── Dataset excerpts ──

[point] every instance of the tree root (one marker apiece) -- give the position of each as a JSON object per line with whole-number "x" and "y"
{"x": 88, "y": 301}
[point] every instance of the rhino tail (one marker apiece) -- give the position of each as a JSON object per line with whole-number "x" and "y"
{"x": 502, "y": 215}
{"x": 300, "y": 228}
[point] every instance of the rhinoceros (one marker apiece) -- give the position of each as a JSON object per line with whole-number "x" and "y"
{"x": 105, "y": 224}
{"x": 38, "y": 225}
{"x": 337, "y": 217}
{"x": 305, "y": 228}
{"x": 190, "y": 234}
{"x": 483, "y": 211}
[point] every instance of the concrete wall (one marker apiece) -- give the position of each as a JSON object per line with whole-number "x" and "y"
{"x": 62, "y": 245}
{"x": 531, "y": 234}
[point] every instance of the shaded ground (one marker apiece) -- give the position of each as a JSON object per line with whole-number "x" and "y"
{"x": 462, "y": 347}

───

▸ **What to produce**
Once more, write out the records above, exactly as they stand.

▸ **Task solution**
[point] every instance of the tree root (one marker apiece) -- give the position of each as a JSON object per line with whole-number "x" and "y"
{"x": 88, "y": 301}
[point] every instance of the rhino tail (one marker apiece) -- give the position of each as a JSON object per line with whole-number "x" and "y"
{"x": 502, "y": 215}
{"x": 300, "y": 228}
[point] every instance of the rhinoceros (one marker apiece) -- give the position of each as a JSON object per line with whole-number "x" and "y"
{"x": 105, "y": 224}
{"x": 38, "y": 225}
{"x": 337, "y": 217}
{"x": 305, "y": 228}
{"x": 190, "y": 234}
{"x": 483, "y": 211}
[point] every instance of the concrete wall (one marker apiece) -- give the position of each as a JSON object per line with whole-number "x" and "y"
{"x": 62, "y": 245}
{"x": 531, "y": 234}
[point] every instance of the shaded ground (one marker apiece) -- give the position of each as a JSON object per line with whole-number "x" and "y"
{"x": 462, "y": 347}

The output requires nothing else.